-- BEGIN Given data --

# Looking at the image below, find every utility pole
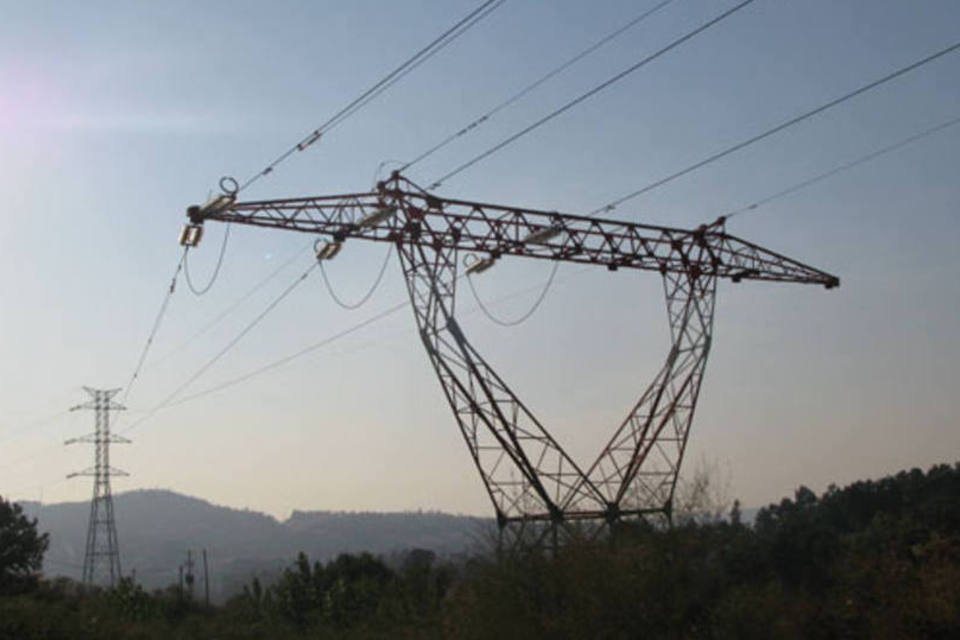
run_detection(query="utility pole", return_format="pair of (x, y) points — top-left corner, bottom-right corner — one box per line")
(66, 387), (130, 587)
(183, 549), (194, 600)
(203, 549), (210, 607)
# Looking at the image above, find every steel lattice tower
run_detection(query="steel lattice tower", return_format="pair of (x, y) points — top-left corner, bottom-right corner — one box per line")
(66, 387), (130, 587)
(180, 172), (840, 542)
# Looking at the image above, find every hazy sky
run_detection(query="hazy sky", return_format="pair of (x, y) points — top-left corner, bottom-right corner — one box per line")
(0, 0), (960, 518)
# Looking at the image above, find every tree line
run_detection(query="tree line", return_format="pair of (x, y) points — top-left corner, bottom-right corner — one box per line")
(0, 463), (960, 640)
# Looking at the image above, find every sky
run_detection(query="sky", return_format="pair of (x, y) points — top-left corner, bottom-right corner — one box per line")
(0, 0), (960, 526)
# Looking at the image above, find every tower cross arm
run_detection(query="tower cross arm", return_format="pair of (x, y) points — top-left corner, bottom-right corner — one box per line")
(181, 175), (840, 288)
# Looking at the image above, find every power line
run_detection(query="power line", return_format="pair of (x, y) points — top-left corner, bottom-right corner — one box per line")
(183, 222), (230, 296)
(399, 0), (674, 173)
(590, 42), (960, 215)
(146, 243), (313, 369)
(121, 247), (188, 404)
(726, 111), (960, 220)
(467, 262), (560, 327)
(119, 267), (591, 436)
(318, 245), (393, 311)
(237, 0), (505, 193)
(323, 0), (506, 133)
(121, 262), (318, 433)
(427, 0), (754, 189)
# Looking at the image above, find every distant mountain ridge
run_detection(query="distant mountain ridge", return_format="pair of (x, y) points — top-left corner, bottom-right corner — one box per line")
(21, 489), (492, 600)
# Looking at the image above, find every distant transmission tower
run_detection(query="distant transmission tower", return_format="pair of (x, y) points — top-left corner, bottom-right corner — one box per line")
(66, 387), (130, 587)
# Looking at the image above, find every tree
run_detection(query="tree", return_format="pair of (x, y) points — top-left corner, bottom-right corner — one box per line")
(0, 496), (50, 594)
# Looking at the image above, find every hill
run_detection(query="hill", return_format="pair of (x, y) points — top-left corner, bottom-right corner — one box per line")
(22, 490), (488, 600)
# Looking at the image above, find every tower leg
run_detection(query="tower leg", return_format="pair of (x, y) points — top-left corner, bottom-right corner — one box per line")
(588, 271), (716, 520)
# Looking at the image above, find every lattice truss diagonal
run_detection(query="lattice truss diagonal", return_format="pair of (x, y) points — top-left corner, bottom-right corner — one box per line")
(181, 174), (839, 526)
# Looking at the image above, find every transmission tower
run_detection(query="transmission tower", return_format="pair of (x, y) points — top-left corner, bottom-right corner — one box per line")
(181, 173), (840, 537)
(66, 387), (130, 587)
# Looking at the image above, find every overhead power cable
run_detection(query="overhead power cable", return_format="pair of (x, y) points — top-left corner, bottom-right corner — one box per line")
(590, 42), (960, 215)
(183, 222), (230, 296)
(120, 267), (590, 428)
(120, 262), (318, 433)
(237, 0), (506, 193)
(145, 242), (313, 369)
(427, 0), (754, 189)
(318, 245), (393, 311)
(323, 0), (506, 133)
(467, 262), (560, 327)
(121, 247), (188, 404)
(399, 0), (674, 173)
(726, 112), (960, 220)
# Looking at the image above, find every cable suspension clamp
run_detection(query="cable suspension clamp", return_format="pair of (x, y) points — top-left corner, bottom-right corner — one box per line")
(463, 254), (497, 276)
(313, 240), (343, 260)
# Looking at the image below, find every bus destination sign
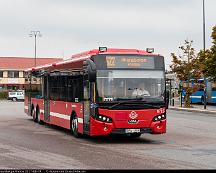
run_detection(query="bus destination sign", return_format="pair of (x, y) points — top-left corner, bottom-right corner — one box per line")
(106, 56), (154, 69)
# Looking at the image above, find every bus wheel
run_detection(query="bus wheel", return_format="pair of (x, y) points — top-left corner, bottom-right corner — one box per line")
(71, 114), (80, 138)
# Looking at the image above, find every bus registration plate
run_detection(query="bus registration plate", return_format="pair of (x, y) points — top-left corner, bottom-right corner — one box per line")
(125, 129), (140, 133)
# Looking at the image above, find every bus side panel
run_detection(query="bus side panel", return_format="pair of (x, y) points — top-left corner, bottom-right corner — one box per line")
(31, 98), (44, 121)
(50, 100), (70, 129)
(24, 96), (30, 116)
(211, 91), (216, 103)
(191, 91), (204, 103)
(68, 102), (84, 134)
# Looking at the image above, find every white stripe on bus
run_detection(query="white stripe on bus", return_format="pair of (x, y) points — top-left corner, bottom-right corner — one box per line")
(28, 109), (83, 124)
(190, 96), (202, 99)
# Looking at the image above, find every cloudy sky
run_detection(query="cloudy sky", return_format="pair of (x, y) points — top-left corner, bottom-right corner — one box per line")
(0, 0), (216, 68)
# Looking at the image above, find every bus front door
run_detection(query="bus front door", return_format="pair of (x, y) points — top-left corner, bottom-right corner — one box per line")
(44, 74), (50, 121)
(83, 80), (91, 135)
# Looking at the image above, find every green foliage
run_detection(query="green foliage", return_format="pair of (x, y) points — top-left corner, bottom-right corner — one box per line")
(170, 40), (201, 81)
(203, 25), (216, 82)
(170, 40), (202, 107)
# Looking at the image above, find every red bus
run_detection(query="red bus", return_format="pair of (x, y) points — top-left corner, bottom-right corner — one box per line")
(24, 47), (166, 137)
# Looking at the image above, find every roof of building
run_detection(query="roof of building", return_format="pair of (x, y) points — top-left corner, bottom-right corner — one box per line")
(0, 57), (63, 70)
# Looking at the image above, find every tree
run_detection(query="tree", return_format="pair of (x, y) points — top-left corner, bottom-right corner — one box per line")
(170, 40), (201, 107)
(203, 25), (216, 82)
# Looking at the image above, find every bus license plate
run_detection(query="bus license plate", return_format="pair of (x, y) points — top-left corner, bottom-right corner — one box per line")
(125, 129), (140, 133)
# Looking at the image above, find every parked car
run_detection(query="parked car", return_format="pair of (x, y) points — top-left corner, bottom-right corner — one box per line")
(8, 90), (25, 101)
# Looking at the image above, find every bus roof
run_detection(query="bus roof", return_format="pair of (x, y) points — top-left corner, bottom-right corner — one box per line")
(25, 48), (159, 72)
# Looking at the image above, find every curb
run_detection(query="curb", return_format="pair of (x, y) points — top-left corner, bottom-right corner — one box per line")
(168, 107), (216, 116)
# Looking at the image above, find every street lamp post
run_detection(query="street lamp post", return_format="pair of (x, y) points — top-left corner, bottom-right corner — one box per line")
(203, 0), (206, 109)
(29, 31), (41, 67)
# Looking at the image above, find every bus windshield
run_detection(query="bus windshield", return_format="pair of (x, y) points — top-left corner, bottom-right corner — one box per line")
(97, 70), (165, 102)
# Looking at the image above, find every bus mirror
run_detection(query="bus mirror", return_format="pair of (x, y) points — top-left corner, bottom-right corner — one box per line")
(83, 59), (96, 82)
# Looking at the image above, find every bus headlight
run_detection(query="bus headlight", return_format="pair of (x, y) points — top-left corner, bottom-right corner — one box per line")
(153, 114), (166, 122)
(96, 115), (112, 123)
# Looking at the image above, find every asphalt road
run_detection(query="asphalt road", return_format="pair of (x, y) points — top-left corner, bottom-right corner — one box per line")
(0, 101), (216, 170)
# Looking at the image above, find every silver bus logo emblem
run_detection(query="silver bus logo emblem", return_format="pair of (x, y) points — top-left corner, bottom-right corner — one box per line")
(129, 111), (138, 119)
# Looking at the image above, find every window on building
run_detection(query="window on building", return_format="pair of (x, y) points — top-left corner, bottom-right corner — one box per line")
(8, 71), (19, 78)
(0, 71), (3, 78)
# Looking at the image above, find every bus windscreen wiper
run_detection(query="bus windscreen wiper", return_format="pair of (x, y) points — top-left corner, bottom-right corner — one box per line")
(109, 101), (160, 109)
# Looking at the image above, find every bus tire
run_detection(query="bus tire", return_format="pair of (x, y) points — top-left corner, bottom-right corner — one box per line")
(70, 113), (80, 138)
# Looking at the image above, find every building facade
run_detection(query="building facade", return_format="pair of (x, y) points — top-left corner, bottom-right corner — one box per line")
(0, 57), (63, 91)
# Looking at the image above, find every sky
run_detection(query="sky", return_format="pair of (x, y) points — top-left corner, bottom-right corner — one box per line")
(0, 0), (216, 69)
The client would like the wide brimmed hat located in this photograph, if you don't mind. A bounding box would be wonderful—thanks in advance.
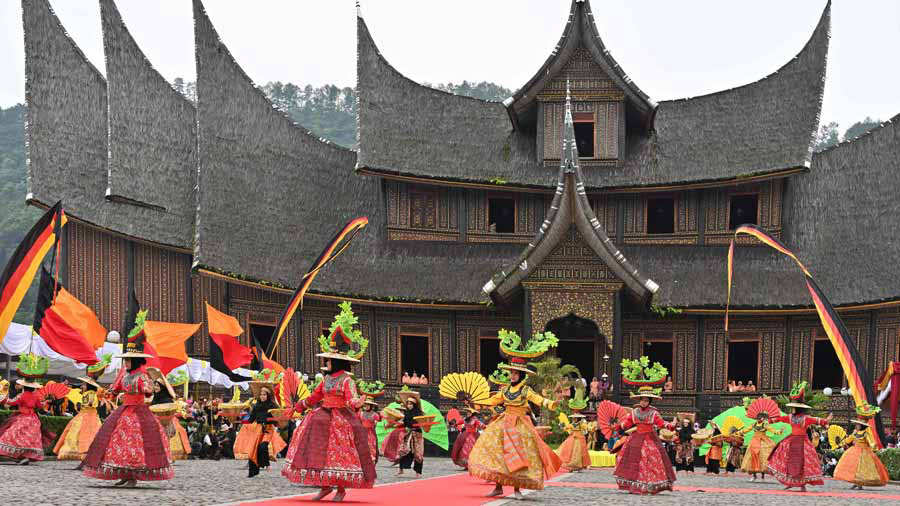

-- END Given data --

### To be done:
Show each line of the data above that contains the word "curb".

### Task solution:
# Looking at the image above, find every curb
run_detection(query="curb", return_format="pair of (x, y) points — top-left corner, bottom-right corner — one box per line")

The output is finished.